== Challenge ==
Copy the records below word for word.

____________________

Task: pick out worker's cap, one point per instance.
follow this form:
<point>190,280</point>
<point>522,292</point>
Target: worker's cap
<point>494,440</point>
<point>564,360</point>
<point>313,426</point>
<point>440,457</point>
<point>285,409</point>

____________________

== Written answer ==
Task: pick out worker's cap, one point per instance.
follow this form:
<point>190,280</point>
<point>522,292</point>
Target: worker's cap
<point>494,440</point>
<point>564,360</point>
<point>313,426</point>
<point>440,457</point>
<point>285,409</point>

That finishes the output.